◆ WHAT YOU WILL DO ◆
Please return the material below without changes, starting at the line that contains "[pin] bare arm" and stopping after the final line of the material.

Extracted records:
=-=-=-=-=
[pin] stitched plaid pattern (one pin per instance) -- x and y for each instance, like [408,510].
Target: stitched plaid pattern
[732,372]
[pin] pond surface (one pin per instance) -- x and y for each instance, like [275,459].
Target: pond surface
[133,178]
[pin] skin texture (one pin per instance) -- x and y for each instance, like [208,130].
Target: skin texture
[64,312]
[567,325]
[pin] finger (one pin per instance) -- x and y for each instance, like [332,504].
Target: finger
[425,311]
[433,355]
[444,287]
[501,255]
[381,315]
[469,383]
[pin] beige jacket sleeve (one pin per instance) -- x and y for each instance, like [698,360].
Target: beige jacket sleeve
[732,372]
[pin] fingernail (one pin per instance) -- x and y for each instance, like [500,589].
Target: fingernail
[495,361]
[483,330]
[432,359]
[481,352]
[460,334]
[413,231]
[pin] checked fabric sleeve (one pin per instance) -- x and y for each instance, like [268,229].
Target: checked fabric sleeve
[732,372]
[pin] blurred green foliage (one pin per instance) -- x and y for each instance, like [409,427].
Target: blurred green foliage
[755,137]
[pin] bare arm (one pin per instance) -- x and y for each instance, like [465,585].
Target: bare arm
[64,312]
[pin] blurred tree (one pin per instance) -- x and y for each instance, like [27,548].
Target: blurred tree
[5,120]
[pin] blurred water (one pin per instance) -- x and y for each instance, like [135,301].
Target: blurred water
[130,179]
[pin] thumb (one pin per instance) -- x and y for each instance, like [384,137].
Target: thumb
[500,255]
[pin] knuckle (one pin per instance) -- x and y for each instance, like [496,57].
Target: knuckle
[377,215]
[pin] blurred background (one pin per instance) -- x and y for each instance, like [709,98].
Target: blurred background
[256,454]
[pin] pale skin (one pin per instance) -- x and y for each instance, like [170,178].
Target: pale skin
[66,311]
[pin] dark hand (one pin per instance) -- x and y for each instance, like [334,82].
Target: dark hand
=-=-=-=-=
◆ WRITTEN RESPONSE ◆
[pin] bare arm (one pin per instance) -- x and y for each instance, like [465,585].
Target: bare arm
[64,312]
[pin] blurred tree (one pin per instance) -- x and y for each instance, like [27,548].
Target: blurred tree
[5,120]
[pin] blurred water (one pin per instance) -- x and y for each instance, like [135,301].
Target: blurred water
[130,179]
[pin] thumb (one pin per instance) -- x and y for each instance, like [384,137].
Target: thumb
[500,255]
[pin] knuckle (one pin per instance) -- x and y for each instance, like [496,57].
Target: knuckle
[377,215]
[pin] blurred background (one pin per instance) -- x and y for each instance, like [709,98].
Target: blurred background
[256,454]
[pin] pale skin (one pin per instance) -- x and y for each instance, like [170,178].
Target: pale skin
[66,311]
[pin] dark hand (one pin per instance) -- x and y for each instance, like [334,82].
Target: dark hand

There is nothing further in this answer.